EXERCISE DESCRIPTION |
Collect every line below that contains the word "white".

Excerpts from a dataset
- Opening Delimiter -

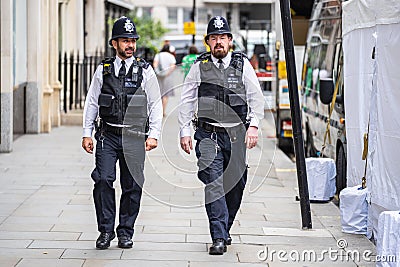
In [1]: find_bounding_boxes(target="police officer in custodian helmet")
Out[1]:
[82,16,162,249]
[179,16,264,255]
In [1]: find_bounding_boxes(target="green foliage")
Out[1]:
[127,11,168,54]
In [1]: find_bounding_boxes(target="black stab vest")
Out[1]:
[98,57,148,130]
[197,52,248,124]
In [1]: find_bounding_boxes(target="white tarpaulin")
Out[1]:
[376,211,400,266]
[340,185,368,235]
[306,158,336,201]
[343,0,400,238]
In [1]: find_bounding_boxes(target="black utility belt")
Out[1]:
[102,124,146,137]
[197,121,245,133]
[103,124,123,135]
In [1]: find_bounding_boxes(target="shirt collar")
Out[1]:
[211,52,231,66]
[115,56,134,69]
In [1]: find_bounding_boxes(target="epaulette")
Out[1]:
[194,52,211,64]
[232,51,248,60]
[230,51,246,74]
[102,57,115,64]
[102,57,115,75]
[135,57,150,69]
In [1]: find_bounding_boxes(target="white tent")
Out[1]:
[343,0,400,238]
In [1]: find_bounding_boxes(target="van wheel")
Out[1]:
[336,145,347,195]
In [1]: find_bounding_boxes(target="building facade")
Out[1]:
[134,0,276,54]
[1,0,61,153]
[0,0,133,152]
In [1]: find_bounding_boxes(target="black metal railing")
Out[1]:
[58,50,104,113]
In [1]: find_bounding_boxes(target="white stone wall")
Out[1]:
[14,0,28,86]
[50,0,62,127]
[26,0,42,135]
[60,0,84,56]
[1,0,14,152]
[1,0,62,152]
[85,0,106,55]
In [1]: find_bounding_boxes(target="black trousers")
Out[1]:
[194,126,248,241]
[91,131,145,238]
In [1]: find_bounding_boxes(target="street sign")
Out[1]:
[278,61,287,79]
[183,22,196,35]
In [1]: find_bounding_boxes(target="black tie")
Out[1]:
[119,60,126,78]
[218,59,224,71]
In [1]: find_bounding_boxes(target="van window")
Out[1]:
[303,0,341,92]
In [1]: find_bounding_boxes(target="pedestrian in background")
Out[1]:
[153,44,177,117]
[82,16,162,250]
[178,16,264,255]
[249,54,259,71]
[181,45,199,78]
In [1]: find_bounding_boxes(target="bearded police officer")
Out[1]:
[179,16,264,255]
[82,16,162,250]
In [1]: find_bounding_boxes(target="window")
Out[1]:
[168,7,178,24]
[142,7,152,19]
[197,8,208,24]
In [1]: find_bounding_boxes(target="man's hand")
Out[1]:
[180,136,193,154]
[245,126,258,149]
[82,137,94,154]
[145,138,158,151]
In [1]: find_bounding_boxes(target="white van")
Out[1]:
[301,0,346,194]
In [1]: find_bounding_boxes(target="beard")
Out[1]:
[117,44,135,59]
[212,45,228,59]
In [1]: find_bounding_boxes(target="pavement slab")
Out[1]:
[16,259,84,267]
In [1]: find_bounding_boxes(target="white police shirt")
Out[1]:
[178,52,264,137]
[83,56,163,139]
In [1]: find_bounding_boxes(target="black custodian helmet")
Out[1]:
[109,16,140,46]
[205,16,232,41]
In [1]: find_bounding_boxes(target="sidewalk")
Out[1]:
[0,95,375,267]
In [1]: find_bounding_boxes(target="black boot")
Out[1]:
[209,238,227,255]
[118,235,133,248]
[96,232,115,249]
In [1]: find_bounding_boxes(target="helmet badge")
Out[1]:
[213,16,224,29]
[124,19,134,33]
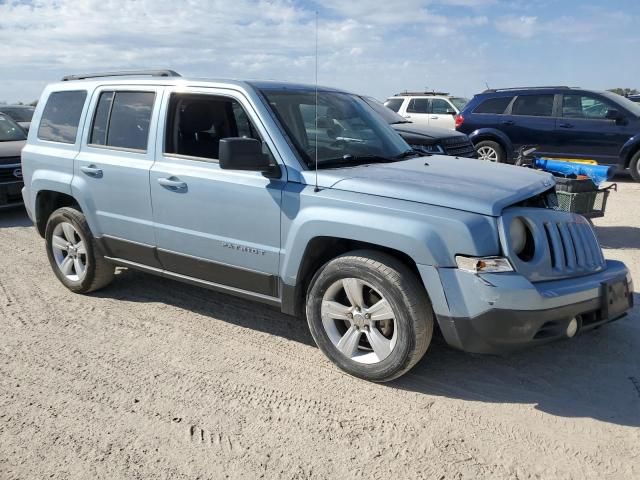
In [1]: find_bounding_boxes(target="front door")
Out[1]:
[150,88,285,298]
[428,98,456,129]
[74,86,162,264]
[554,93,633,165]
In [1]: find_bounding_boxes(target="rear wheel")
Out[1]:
[476,140,506,163]
[45,207,115,293]
[630,150,640,182]
[305,250,433,382]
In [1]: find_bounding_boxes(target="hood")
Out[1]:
[317,156,555,216]
[0,140,25,165]
[391,123,466,142]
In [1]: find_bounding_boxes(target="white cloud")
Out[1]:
[495,15,538,38]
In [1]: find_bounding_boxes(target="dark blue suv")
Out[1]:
[456,86,640,181]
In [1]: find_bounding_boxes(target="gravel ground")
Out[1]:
[1,179,638,480]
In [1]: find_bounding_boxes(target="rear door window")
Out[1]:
[38,90,87,143]
[89,91,155,151]
[473,96,513,114]
[511,94,555,117]
[406,98,429,114]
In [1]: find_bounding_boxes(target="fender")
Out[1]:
[279,186,501,286]
[620,133,640,167]
[468,128,515,162]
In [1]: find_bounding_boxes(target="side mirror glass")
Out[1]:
[219,138,273,173]
[605,109,622,121]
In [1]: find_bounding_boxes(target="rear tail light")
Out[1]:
[454,114,464,129]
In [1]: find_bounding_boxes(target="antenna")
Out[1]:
[485,81,490,90]
[314,10,320,193]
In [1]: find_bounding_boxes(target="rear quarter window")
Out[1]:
[473,96,513,114]
[38,90,87,143]
[383,98,404,112]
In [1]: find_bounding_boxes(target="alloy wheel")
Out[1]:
[321,278,398,364]
[477,146,499,162]
[51,222,88,282]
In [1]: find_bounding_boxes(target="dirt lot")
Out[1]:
[1,180,639,480]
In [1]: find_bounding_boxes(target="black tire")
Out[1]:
[630,150,640,182]
[45,207,115,293]
[305,250,433,382]
[475,140,506,163]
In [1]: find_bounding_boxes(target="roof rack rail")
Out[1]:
[393,91,450,97]
[62,70,181,81]
[482,86,572,93]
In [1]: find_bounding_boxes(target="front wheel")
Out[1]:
[305,250,433,382]
[45,207,115,293]
[475,140,506,163]
[630,150,640,182]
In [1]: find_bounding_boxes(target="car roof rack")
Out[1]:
[62,69,181,81]
[482,86,572,93]
[393,91,450,97]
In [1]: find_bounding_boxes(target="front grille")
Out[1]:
[0,156,21,166]
[0,166,22,182]
[441,136,476,158]
[543,220,605,274]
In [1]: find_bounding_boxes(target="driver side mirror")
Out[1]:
[219,138,277,176]
[605,109,624,122]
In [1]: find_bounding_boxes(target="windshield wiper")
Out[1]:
[394,149,426,159]
[315,154,398,169]
[389,120,412,125]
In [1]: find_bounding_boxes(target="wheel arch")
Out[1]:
[468,128,514,162]
[620,134,640,168]
[281,236,424,317]
[34,190,82,237]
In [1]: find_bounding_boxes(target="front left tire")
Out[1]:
[45,207,115,293]
[305,250,433,382]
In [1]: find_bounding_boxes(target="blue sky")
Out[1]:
[1,0,638,103]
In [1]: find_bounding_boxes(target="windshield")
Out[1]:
[260,89,410,168]
[360,96,407,124]
[0,114,26,142]
[601,91,640,117]
[0,106,35,123]
[449,97,469,111]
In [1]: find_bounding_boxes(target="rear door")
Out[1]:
[501,93,557,155]
[149,87,284,298]
[73,86,162,264]
[403,98,430,127]
[428,98,456,129]
[554,92,634,165]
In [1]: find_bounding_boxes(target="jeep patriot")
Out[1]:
[21,70,633,381]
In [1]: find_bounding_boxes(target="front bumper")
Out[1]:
[0,181,24,209]
[419,260,633,354]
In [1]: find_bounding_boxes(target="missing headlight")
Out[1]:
[510,217,535,261]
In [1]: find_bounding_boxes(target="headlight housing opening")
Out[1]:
[509,217,535,261]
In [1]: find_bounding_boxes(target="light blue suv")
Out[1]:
[21,70,634,382]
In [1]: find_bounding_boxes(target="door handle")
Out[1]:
[430,116,438,120]
[157,176,188,192]
[501,120,515,126]
[559,123,574,129]
[80,165,103,178]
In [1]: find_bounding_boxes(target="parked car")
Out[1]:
[360,96,476,157]
[384,92,468,130]
[456,86,640,181]
[21,71,633,382]
[628,94,640,103]
[0,113,26,209]
[0,105,35,132]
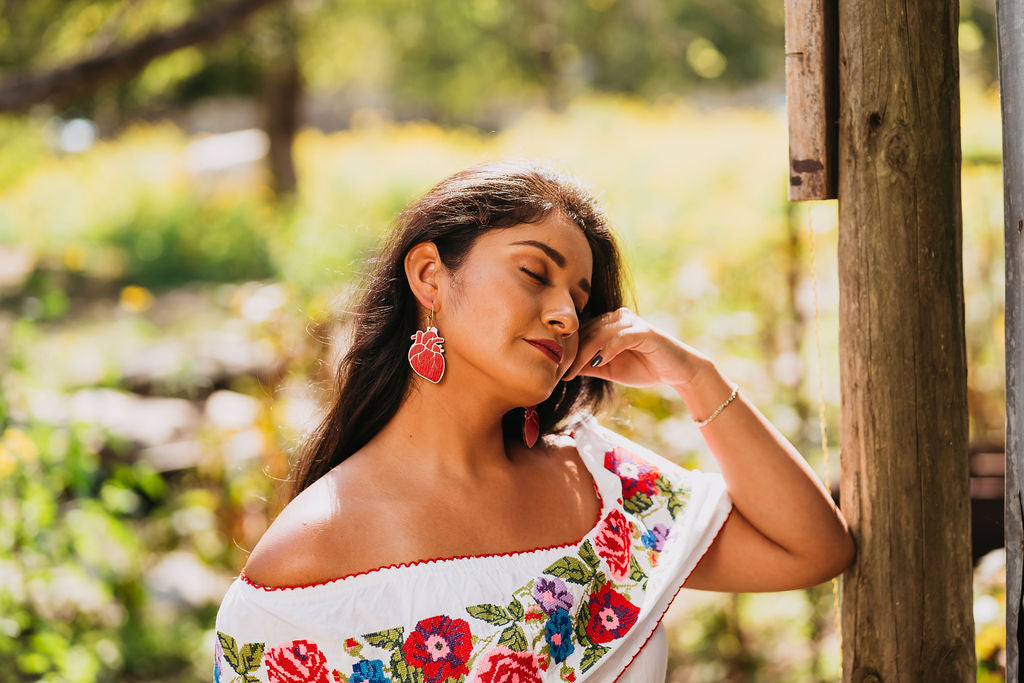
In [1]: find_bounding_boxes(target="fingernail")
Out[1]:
[590,353,603,367]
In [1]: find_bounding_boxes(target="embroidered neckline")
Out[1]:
[240,424,608,592]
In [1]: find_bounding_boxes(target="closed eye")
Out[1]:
[521,267,586,317]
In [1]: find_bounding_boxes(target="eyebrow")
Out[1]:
[511,240,592,294]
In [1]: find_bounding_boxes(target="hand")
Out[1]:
[560,307,709,388]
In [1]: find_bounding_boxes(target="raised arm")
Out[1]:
[560,307,855,592]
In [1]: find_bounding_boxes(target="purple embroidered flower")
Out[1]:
[351,659,390,683]
[543,608,575,663]
[214,640,222,683]
[641,523,670,552]
[532,576,573,615]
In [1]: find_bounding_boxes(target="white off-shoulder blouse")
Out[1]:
[213,414,733,683]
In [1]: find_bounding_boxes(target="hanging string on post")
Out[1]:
[805,201,842,666]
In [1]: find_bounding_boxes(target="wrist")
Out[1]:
[670,360,737,422]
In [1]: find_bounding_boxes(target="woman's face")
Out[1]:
[438,212,594,405]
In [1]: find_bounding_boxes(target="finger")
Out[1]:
[570,324,646,379]
[562,314,633,381]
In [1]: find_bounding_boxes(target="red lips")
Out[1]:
[526,339,562,363]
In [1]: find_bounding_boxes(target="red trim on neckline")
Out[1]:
[612,502,736,682]
[241,443,607,592]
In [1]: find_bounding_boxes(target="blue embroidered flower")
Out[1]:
[351,658,390,683]
[641,523,670,552]
[544,608,575,663]
[532,576,573,614]
[214,640,222,683]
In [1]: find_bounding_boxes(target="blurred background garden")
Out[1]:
[0,0,1008,680]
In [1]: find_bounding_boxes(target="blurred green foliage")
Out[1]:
[0,0,1001,127]
[0,71,1008,683]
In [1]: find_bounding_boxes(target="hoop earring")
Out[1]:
[408,303,445,383]
[523,405,539,448]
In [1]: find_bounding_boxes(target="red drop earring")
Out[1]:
[522,405,539,448]
[408,303,445,383]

- Closing Delimiter -

SOLUTION |
In [1]: find_bounding_boxes(target="white tarpaulin")
In [1]: find_bounding_boxes(target="white tent")
In [1]: find_bounding_boxes(target="white stone wall")
In [1]: find_bounding_boxes(target="white van")
In [1]: find_bounding_boxes(target="white police shirt")
In [1]: find_bounding_boxes(target="white cloud")
In [1]: find_bounding_boxes(target="white off-shoulder blouse")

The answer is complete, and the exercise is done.